PASSAGE:
The Presidency said Thursday Amnesty International does not run the country and was wrong in its report on the movement of soldiers from their barracks to Lekki Toll Gate, where peaceful #EndSARS protesters were shot at on Tuesday, October 20.
Consequently, the Presidency, which rejected the report, alleging that it was skewed, also said the global rights body cannot have more facts about things happening in the country than the President.
However, some civil society organisations, CSOs, has asked the Presidency not to be in a hurry to dismiss the Amnesty International report.
Meanwhile, President Muhammadu Buhari has given ministers a one-week ultimatum to submit reports of consultations with their constituents on the #EndSARS protests which was hijacked by hoodlums in different parts of the country, causing a breakdown of law and order.
Recall that President Buhari had at last week’s Federal Executive Council, FEC, meeting told the ministers to go back home and interface with their constituents in a bid to stop the looting and burning of government and private properties by hoodlums, in the aftermath of the protest against police brutality.
Mr. Femi Adesina, Special Adviser on Media & Publicity to President Muhammadu Buhari, said these on Channels TV breakfast programme, Sunrise Daily, while responding to claims that military high-handedness towards the protesters at Lekki Toll Gate led to hoodlums looting and burning public and private properties across the country.
Also exonerating the military, Adesina said the Lekki Toll Gate incident didn’t precipitate the arson and looting spree that spread across the country.
The media had reported that Amnesty International, on Wednesday, released a report, entitled “Nigeria: The Lekki Toll Gate massacre — new investigative timeline”.
In the report, the rights group chronicled the movement of soldiers from a barracks till they got to the toll gate, where flag-waving and the National Anthem-singing #EndSARS protesters were shot at. It had also earlier claimed that about 12 persons were killed in the shooting and separate incident at Alausa which it argued precipitated the looting spree across the country.
However, pointing out that killing, looting and burning of properties had started before the Lekki Tollgate incident, Adesina said: “You are falling for the narrative of Amnesty International, and Amnesty is wrong. Anarchy had broken loose before even Lekki. The prisons in Benin and Oko had been broken open before Lekki.
Orile police station had been burnt before Lekki. “Many policemen had been burnt before Lekki. So, you cannot say it was Lekki that precipitated all those things. Look at the timelines, look at all those things. You will discover that they had happened before Lekki. So, you are falling for the gambit of Amnesty International.
“Amnesty International does not have all the facts, they don’t run this country, they shouldn’t know beyond what they have been told. They shouldn’t know more than you and I should know as media people as watchers of developments.
“Amnesty International should do its job. But it’s the duty of Nigerians to look at what they have said whether it’s justifiable or not.”
‘Amnesty always made unsubstantiated reports’ Asked if it was the President’s thinking that Amnesty’s report was wrong, Chief Adesina alleged that Amnesty International was in the habit of making unsubstantiated reports about Nigeria.
“Many times, the military has come out to dispute facts brought out by Amnesty,” he said.

GIVEN REQUEST 1: From the article above, copy the passage between "Recall that President" and "against police brutality.", inclusive.
GIVEN REQUEST 2:
Does the article support each statement below? Answer yes or no for each, and quote the words from the article that decide it.
(a) Adesina said the prisons in Benin and Oko were broken open before the Lekki incident.
(b) President Buhari gave ministers a two-week ultimatum to submit reports of consultations with their constituents.
(c) Amnesty International released its Lekki Toll Gate report on a Thursday.

RECORD EXCERPTS:

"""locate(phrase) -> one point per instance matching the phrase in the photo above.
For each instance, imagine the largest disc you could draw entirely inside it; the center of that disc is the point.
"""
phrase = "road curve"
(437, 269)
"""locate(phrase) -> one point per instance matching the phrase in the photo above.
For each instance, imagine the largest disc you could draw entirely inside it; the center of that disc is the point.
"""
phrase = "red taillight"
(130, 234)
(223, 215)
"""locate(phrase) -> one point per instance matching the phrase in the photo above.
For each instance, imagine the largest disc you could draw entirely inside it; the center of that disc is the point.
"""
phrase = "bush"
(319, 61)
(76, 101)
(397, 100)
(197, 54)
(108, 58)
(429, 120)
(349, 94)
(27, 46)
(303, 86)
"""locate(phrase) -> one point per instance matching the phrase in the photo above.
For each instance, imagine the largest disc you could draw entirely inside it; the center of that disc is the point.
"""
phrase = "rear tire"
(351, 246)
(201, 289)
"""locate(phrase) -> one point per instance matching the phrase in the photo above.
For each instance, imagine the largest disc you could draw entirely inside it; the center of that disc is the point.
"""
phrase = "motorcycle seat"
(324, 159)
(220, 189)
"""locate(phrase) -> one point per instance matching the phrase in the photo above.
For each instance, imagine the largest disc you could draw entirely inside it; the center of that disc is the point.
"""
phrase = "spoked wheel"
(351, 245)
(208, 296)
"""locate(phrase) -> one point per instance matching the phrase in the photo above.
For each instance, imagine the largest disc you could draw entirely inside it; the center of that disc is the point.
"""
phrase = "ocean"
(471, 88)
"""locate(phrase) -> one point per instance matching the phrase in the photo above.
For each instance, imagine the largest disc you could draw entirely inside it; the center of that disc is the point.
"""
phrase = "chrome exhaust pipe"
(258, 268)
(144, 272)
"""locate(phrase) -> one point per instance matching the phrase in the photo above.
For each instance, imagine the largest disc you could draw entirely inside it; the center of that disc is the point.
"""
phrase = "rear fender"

EXERCISE SOLUTION 1:
Recall that President Buhari had at last week’s Federal Executive Council, FEC, meeting told the ministers to go back home and interface with their constituents in a bid to stop the looting and burning of government and private properties by hoodlums, in the aftermath of the protest against police brutality.

EXERCISE SOLUTION 2:
(a) Yes: "The prisons in Benin and Oko had been broken open before Lekki."
(b) No: "President Muhammadu Buhari has given ministers a one-week ultimatum to submit reports of consultations with their constituents"
(c) No: "Amnesty International, on Wednesday, released a report"